## Raw data
+ + + + + + +
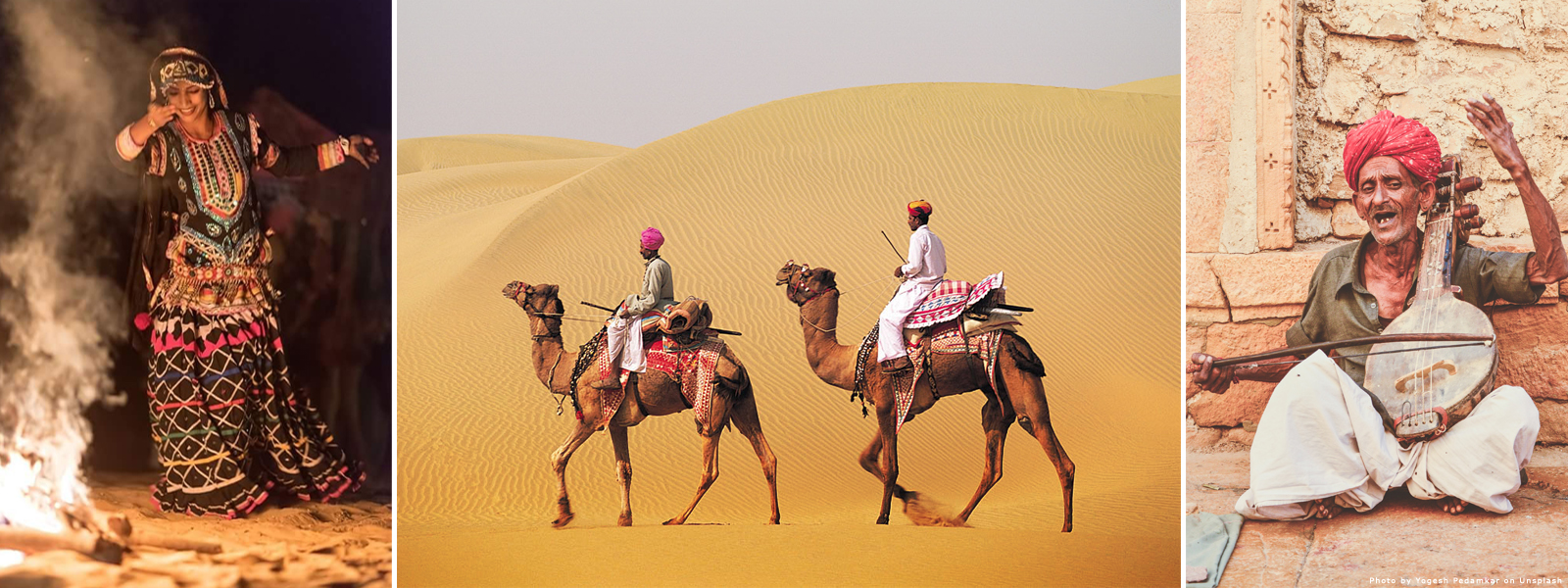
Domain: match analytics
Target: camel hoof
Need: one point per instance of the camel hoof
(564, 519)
+ + + + + + +
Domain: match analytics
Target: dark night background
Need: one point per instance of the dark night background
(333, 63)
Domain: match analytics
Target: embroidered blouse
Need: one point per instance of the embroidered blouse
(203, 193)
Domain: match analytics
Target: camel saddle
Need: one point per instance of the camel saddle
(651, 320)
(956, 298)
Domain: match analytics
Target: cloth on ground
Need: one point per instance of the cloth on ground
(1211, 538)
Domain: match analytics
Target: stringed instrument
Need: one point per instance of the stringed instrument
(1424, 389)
+ + + + + + +
## Task item
Find the word "Target" in the listing above. Copy each line where it appears.

## Answer box
Target: camel hoof
Target: dark night background
Target: embroidered blouse
Target: camel saddle
Target: cloth on ground
Target: stringed instrument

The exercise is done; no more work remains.